Could you output, word for word, the stretch of the forum thread about halfmoon females for sale that begins with the words "I can't PM you" and ends with "a PM Jackie..."?

## TEXT EXCERPT
———
# HM Females for Sale....



## beat2020 (Dec 31, 2009)

Hey guys well I still have some HM females available. I currently have 3 multis, 2 cambodians, and a yellow...All halfmoons. Send me a PM and we'll talk prices ;-) These ladies could be pets or excellent breeding stock. I can take pictures but,fair warning, most of these girls have nipped fins from being in the sorority. Shipping is $15 Priority, $35 Express. Send me a PM if interested.


----------



## lunawatsername (Apr 20, 2011)

if i wasnt flat broke right now i would be all over this. i love multis and ive always wanted a yellow betta 0.0 good luck finding them new homes


----------



## Luimeril (Dec 29, 2010)

ffsh! darn you, Paypal! you screw me over all the time. xD


----------



## beat2020 (Dec 31, 2009)

Anyone? ;-)


----------



## metalbetta (May 17, 2010)

Ahh, beat, again with the bad timing!!!!! I SO want one but it's such a bad idea to add to my numbers!!! Good luck finding new homes for them! I'll see if the betta bug has taken effect in my boyfriend quite yet... I bet I could get him interested lol


----------



## mernincrazy8525 (Feb 28, 2011)

can you take some pics of them for me ?


----------



## beat2020 (Dec 31, 2009)

Mervin, send me a PM of the ones you're interested in and I'll try to take pictures...


----------



## smellsfishie (Apr 14, 2011)

beat, can you post a pic of the yellow? Just curious...


----------



## mernincrazy8525 (Feb 28, 2011)

same i was just curious.


----------



## mernincrazy8525 (Feb 28, 2011)

i cant afford a lot right now but you know i would!


----------



## 1fish2fish (Sep 10, 2009)

I can't PM you from my phone but if you could send me a PM with the lowest price you'll accept for all of them we'll talk.
_Posted via Mobile Device_


----------



## beat2020 (Dec 31, 2009)

I sent you a PM Jackie...


----------



## BetterBetta (Jun 13, 2011)

What colors are the multis?


----------



## beat2020 (Dec 31, 2009)

Here are the yellow and one of the cambodian female....


----------



## Johnificent (Feb 21, 2010)

Wow! Those are some gorgeous fish! I wish I could, but I'm only 13, and my parents would not let me use their credit card


----------



## beat2020 (Dec 31, 2009)

Thanks for the compliment


----------



## smellsfishie (Apr 14, 2011)
———
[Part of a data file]
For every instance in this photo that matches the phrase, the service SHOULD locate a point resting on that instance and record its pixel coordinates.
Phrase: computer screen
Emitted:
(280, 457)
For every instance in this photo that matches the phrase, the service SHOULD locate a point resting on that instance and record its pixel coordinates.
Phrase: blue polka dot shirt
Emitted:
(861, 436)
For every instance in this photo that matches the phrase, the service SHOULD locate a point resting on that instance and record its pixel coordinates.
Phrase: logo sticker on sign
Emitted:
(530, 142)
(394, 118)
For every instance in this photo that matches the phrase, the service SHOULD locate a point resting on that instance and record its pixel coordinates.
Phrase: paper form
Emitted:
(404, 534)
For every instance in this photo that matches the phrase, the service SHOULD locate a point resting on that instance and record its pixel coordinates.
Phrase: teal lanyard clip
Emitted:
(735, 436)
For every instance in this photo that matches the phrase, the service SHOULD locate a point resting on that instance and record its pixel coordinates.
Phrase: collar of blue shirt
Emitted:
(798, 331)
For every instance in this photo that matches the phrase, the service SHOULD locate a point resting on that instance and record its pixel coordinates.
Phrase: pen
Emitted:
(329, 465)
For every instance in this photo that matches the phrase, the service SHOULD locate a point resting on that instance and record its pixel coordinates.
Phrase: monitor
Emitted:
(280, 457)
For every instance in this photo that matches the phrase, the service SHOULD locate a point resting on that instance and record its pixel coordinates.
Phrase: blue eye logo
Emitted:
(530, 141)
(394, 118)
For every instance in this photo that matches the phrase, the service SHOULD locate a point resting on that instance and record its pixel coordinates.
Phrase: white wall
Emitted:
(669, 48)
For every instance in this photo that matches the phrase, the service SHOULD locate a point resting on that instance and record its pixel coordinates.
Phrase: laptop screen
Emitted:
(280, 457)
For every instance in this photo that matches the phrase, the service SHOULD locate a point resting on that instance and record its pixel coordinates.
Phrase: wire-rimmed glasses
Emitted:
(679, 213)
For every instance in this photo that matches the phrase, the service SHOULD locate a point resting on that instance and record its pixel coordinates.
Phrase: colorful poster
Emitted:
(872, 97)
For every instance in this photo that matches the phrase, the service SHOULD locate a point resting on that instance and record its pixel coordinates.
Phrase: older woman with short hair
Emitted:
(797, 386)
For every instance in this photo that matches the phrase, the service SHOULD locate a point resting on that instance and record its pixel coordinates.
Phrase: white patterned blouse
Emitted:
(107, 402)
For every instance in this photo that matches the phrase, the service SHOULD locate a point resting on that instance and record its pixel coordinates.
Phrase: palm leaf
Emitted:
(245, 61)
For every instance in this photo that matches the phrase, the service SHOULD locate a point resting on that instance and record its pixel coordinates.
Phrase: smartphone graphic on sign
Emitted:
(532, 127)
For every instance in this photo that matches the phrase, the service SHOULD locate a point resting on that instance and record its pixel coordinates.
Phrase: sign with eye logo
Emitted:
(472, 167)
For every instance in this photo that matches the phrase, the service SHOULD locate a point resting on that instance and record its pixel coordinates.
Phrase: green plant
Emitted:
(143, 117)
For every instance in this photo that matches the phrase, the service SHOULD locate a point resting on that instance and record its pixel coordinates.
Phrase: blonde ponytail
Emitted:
———
## SOLUTION TO THE EXERCISE
I can't PM you from my phone but if you could send me a PM with the lowest price you'll accept for all of them we'll talk.
_Posted via Mobile Device_


----------



## beat2020 (Dec 31, 2009)

I sent you a PM Jackie...